── DATA SHOWN
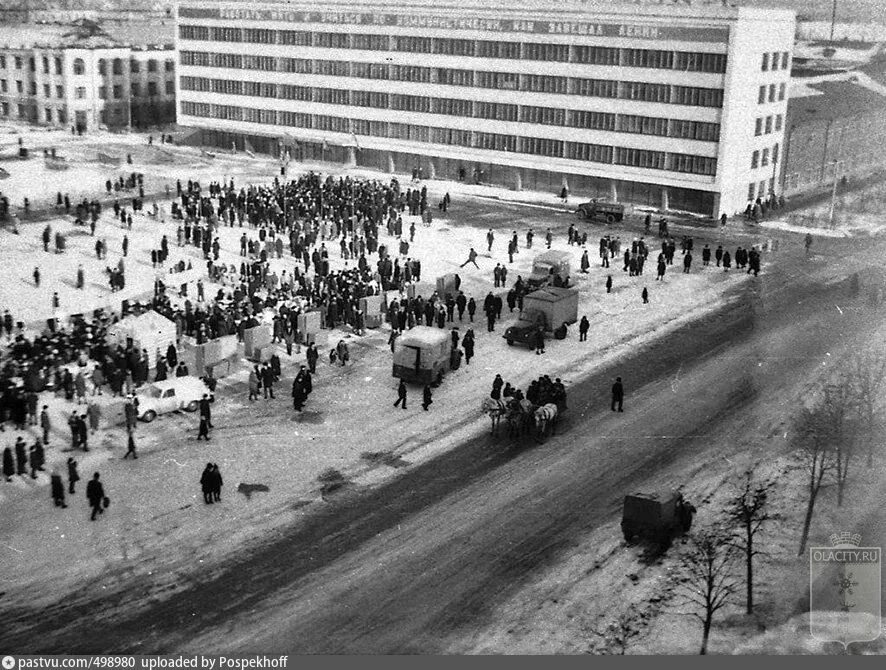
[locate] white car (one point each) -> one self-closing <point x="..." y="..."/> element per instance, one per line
<point x="170" y="395"/>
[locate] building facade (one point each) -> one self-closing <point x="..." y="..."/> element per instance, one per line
<point x="669" y="106"/>
<point x="86" y="83"/>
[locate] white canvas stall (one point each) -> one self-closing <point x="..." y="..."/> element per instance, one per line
<point x="149" y="331"/>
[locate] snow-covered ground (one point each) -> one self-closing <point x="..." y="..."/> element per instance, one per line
<point x="157" y="527"/>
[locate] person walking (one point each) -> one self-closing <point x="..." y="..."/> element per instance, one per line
<point x="73" y="475"/>
<point x="95" y="494"/>
<point x="426" y="399"/>
<point x="618" y="393"/>
<point x="206" y="484"/>
<point x="130" y="446"/>
<point x="401" y="394"/>
<point x="472" y="258"/>
<point x="57" y="487"/>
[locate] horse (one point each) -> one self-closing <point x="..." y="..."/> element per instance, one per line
<point x="545" y="417"/>
<point x="496" y="409"/>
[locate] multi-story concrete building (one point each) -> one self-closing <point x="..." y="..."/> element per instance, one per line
<point x="673" y="106"/>
<point x="81" y="76"/>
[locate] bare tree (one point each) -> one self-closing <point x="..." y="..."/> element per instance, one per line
<point x="811" y="436"/>
<point x="867" y="374"/>
<point x="708" y="581"/>
<point x="747" y="512"/>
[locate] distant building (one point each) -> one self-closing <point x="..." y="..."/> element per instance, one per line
<point x="87" y="75"/>
<point x="838" y="133"/>
<point x="672" y="106"/>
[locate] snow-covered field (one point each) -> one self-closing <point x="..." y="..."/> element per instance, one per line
<point x="157" y="528"/>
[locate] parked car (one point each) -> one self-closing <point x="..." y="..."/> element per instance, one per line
<point x="610" y="212"/>
<point x="170" y="395"/>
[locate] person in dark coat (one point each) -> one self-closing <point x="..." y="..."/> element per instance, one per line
<point x="8" y="464"/>
<point x="426" y="399"/>
<point x="217" y="479"/>
<point x="206" y="480"/>
<point x="95" y="494"/>
<point x="58" y="489"/>
<point x="21" y="457"/>
<point x="401" y="394"/>
<point x="618" y="393"/>
<point x="206" y="409"/>
<point x="73" y="475"/>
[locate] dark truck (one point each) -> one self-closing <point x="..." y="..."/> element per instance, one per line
<point x="610" y="212"/>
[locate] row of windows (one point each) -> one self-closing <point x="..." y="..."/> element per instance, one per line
<point x="772" y="63"/>
<point x="761" y="157"/>
<point x="624" y="123"/>
<point x="644" y="158"/>
<point x="765" y="125"/>
<point x="564" y="53"/>
<point x="771" y="93"/>
<point x="602" y="88"/>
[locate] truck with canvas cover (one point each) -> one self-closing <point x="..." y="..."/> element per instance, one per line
<point x="610" y="212"/>
<point x="548" y="308"/>
<point x="548" y="265"/>
<point x="422" y="355"/>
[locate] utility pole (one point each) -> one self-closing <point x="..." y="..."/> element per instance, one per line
<point x="833" y="19"/>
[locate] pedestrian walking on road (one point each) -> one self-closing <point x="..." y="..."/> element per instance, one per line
<point x="401" y="394"/>
<point x="618" y="393"/>
<point x="95" y="494"/>
<point x="426" y="398"/>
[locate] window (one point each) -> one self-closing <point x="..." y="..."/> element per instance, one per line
<point x="596" y="55"/>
────
> _YOUR GOAL_: Retype the lines starting at the one that contains "[locate] window (one" and ending at the end of the items, keeping every character identical.

> _SOLUTION TO THIS TASK_:
[locate] window (one point each) -> one self-closing <point x="..." y="..."/> element per instance, one per line
<point x="596" y="55"/>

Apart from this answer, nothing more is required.